• [Problem details] Your answer should be the lines below from the one holding "point(606, 35)" through the one holding "point(415, 137)", copied exactly and with nothing else.

----------------------------------------

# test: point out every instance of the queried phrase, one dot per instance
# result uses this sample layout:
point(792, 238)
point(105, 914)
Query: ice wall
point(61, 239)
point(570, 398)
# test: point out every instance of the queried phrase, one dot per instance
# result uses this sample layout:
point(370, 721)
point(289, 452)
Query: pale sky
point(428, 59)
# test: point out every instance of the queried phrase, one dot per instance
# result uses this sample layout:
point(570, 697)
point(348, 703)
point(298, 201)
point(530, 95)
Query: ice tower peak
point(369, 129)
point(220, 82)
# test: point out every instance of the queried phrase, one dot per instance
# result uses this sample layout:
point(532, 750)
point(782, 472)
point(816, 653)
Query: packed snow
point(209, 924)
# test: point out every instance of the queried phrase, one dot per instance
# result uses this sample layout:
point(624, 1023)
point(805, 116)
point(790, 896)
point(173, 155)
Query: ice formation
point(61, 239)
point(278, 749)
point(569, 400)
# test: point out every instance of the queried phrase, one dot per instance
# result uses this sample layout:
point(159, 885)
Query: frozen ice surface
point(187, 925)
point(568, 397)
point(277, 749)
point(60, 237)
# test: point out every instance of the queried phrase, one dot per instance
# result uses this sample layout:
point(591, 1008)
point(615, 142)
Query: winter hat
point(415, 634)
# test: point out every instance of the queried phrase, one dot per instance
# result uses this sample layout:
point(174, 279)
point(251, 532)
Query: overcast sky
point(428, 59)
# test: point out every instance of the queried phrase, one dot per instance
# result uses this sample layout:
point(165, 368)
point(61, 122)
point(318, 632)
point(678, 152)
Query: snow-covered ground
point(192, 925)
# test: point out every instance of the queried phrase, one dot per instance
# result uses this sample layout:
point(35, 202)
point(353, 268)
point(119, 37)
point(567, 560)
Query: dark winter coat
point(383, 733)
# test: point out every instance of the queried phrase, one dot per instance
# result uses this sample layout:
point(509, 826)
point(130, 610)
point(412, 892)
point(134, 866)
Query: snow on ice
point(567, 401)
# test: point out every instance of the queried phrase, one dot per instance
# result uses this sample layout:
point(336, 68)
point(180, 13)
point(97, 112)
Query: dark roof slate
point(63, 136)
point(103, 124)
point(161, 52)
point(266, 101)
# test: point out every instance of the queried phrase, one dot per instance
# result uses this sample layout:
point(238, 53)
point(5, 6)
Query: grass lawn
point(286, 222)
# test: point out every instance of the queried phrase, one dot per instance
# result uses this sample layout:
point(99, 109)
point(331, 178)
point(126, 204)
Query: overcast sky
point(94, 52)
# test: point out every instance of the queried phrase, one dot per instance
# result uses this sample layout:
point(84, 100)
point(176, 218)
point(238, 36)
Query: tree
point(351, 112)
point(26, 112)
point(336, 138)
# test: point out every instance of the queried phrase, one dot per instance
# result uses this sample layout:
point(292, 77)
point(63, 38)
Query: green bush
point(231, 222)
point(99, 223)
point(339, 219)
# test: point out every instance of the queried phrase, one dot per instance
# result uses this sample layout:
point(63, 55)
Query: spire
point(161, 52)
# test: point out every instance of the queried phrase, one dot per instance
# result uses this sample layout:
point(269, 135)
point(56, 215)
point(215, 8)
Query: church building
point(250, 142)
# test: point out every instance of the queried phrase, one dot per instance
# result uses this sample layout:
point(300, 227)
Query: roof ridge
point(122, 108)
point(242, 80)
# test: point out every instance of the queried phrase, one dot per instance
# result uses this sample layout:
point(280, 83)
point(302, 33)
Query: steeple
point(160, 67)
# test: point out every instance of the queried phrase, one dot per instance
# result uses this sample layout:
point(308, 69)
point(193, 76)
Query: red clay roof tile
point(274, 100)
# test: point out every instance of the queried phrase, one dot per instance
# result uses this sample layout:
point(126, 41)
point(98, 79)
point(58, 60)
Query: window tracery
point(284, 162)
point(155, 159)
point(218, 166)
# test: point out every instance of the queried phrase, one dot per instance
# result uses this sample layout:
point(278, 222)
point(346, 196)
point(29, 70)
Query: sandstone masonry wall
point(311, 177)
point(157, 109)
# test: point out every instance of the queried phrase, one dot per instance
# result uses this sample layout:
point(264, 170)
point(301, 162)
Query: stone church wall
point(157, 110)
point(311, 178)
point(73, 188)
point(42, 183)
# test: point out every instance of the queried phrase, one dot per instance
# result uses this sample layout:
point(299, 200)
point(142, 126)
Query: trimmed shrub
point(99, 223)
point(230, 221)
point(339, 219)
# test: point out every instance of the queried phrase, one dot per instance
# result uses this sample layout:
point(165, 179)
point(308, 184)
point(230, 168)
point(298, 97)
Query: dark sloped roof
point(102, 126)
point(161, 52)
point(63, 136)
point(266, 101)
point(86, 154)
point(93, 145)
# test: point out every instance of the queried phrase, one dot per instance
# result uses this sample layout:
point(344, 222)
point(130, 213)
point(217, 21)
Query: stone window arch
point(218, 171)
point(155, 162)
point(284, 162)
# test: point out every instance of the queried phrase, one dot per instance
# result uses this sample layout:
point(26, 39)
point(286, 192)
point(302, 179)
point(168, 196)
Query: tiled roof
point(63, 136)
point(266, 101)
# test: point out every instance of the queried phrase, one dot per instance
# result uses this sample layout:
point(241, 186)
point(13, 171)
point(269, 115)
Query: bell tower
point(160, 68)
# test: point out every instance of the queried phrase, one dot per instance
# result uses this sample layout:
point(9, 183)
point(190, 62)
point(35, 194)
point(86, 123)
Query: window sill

----------------------------------------

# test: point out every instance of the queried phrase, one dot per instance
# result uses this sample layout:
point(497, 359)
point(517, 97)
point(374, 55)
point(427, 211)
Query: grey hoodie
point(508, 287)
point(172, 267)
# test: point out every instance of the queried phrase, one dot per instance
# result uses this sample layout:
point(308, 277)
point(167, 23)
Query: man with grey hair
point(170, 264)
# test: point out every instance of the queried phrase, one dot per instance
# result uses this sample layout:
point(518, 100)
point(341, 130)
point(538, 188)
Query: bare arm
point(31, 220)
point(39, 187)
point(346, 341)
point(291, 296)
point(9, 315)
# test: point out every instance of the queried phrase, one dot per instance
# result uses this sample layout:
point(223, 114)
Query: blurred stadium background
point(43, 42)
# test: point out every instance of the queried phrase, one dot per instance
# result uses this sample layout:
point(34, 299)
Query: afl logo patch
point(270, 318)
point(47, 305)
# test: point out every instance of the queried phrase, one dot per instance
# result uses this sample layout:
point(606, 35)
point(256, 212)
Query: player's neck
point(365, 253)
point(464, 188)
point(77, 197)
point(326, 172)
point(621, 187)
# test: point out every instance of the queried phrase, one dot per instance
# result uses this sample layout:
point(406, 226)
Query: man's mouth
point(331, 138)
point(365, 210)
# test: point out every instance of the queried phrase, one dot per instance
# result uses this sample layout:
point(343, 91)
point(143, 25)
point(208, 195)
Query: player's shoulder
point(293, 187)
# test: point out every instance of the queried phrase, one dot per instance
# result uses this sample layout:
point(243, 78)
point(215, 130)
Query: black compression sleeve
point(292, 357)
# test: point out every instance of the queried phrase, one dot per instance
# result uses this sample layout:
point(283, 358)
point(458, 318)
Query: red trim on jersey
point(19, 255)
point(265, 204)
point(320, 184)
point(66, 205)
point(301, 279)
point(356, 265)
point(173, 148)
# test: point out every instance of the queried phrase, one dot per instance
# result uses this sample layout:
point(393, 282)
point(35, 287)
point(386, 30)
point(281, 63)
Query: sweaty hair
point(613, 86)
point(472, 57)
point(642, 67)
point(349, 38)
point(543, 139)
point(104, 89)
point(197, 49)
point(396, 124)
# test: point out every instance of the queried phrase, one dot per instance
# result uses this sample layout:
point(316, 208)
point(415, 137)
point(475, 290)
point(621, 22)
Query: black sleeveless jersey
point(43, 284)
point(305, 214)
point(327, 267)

----------------------------------------

• [Expected answer]
point(606, 35)
point(256, 212)
Query: player's neck
point(365, 253)
point(464, 188)
point(77, 197)
point(326, 172)
point(621, 187)
# test: point out every instance of the queried phrase, one dot per instance
# result uses this sample layout:
point(406, 226)
Query: man's mouth
point(331, 138)
point(365, 210)
# test: point out every instance of the queried phrase, one dot per instance
# result uses this sample layout:
point(343, 91)
point(143, 25)
point(208, 195)
Query: player's shoulder
point(293, 187)
# test: point out every instance of the queried phrase, one dot per instance
# result uses this sample layout:
point(243, 78)
point(215, 130)
Query: black compression sleeve
point(292, 357)
# test: point out every instance of the queried phrase, one dot per instance
# result uses this sample layout:
point(283, 358)
point(458, 318)
Query: red trim on jersey
point(19, 255)
point(265, 204)
point(320, 184)
point(66, 205)
point(301, 279)
point(356, 265)
point(173, 148)
# test: point out every instance of the queried phrase, one dot per instance
# result uses this sample layout:
point(393, 282)
point(35, 287)
point(386, 30)
point(281, 63)
Query: sweaty hair
point(613, 86)
point(472, 57)
point(642, 67)
point(349, 38)
point(543, 139)
point(104, 89)
point(197, 49)
point(396, 124)
# test: point out every instance of the queried phrase, one dot per instance
# result uses this sample layout:
point(316, 208)
point(415, 137)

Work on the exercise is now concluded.